- GIVEN ENTRIES -
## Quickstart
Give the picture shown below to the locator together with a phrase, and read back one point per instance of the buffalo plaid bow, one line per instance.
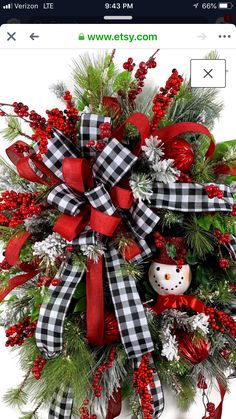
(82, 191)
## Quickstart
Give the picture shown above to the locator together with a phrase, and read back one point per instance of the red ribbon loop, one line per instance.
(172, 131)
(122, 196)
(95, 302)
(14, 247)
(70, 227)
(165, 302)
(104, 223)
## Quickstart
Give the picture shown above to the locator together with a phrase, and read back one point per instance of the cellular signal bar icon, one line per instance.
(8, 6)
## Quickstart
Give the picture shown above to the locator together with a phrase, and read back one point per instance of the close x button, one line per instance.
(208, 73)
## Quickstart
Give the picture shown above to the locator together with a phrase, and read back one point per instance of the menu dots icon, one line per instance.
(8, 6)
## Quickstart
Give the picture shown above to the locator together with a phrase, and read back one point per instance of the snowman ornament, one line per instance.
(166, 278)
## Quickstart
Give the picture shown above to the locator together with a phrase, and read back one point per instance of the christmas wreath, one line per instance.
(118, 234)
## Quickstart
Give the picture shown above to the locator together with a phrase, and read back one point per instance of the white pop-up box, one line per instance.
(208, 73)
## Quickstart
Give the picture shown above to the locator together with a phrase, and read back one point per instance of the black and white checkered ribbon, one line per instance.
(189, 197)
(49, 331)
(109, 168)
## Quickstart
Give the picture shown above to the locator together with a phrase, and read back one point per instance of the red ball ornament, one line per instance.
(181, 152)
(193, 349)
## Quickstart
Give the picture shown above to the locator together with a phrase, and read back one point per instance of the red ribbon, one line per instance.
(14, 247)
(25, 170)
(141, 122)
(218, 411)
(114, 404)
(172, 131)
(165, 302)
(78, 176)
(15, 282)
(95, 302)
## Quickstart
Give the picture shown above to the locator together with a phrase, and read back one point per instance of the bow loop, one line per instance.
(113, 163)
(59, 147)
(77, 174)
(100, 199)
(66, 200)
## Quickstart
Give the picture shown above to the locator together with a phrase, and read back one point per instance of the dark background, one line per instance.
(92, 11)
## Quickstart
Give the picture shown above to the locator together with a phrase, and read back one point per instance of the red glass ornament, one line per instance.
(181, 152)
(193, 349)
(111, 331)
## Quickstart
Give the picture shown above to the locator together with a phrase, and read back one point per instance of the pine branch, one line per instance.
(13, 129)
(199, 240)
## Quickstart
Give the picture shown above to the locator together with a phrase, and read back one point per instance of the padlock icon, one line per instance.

- INSTRUCTIONS TO FOLLOW -
Each record should be given again exactly, with no picture carried over.

- ANSWER BOX -
## Quickstart
Give the picture shown below to the locator together with a phrase, and read back one point per instance of the buffalo plaid bow, one line per instance.
(82, 191)
## Quickstart
Give the picture shown above to the locator together with a phrase, and read back one point per instance of the red ribbon loop, one line per instance.
(172, 131)
(122, 196)
(95, 302)
(14, 247)
(70, 227)
(165, 302)
(104, 223)
## Quickstart
Give the picture shown above to the locator together with a phrase, and read back one point per instance of the cellular signal bar icon, one line per instance.
(8, 6)
## Quickstart
Give the picture shown above to the locator together with a phrase, and read back one point per instance of the close x button, one line per instance.
(208, 73)
## Quickstart
Give the picture shown above to the locator together with a phrase, and read back one point per instance of the menu dots icon, one line per instance.
(8, 6)
## Quickstart
Give the picture shown above to the locator together with a phrase, and read back one point per instance of the snowman ornament, one line per instance.
(166, 278)
## Quickstart
Give the picture shown above to the locator together with a phrase, and read back one point per instance of the christmas wreath, one line per instance.
(118, 234)
## Quickstart
Give the picture shown above to the locator together with a phrase, and read back one point per instance of the white pop-up box, one line per instance.
(208, 73)
## Quickstart
Give the picture shown above to the locator together with a phrase, and read back one point per instance of the black and white checkered ribbon, one line per instance.
(189, 197)
(49, 331)
(109, 168)
## Quickstart
Give the picture shown above to the locator together with a phrase, and read back one point per instance of the red ball ornament, one line per instance.
(181, 152)
(193, 349)
## Quickstart
Give the picture shown above to the locator together with a phrase, and read back one point per instance of the red ribbon, one line per instance.
(14, 247)
(25, 170)
(141, 122)
(218, 411)
(114, 404)
(172, 131)
(165, 302)
(78, 176)
(15, 282)
(95, 302)
## Quickstart
Give the picture shown above to the locator together with a phrase, and read back one point per instance of the bow loop, one line per instance.
(113, 163)
(59, 147)
(77, 174)
(100, 199)
(66, 200)
## Quickstart
Give the picture shown above to the locator together with a phrase, and read back one point per instance of the dark background, one line per instance.
(92, 11)
## Quickstart
Give the picture shown above to the locator together with a phrase, and read back one point per instance of the red glass ornament, one line per instance.
(181, 152)
(193, 349)
(111, 331)
## Quickstart
Give the picture shown above to the locator together with a phrase, and read back one point per instance of the pine branch, one line per instance.
(13, 129)
(199, 240)
## Quickstart
Give the picture shown above to the locator together with a phrase, and read back one point per instance of the padlock icon, one line per instance.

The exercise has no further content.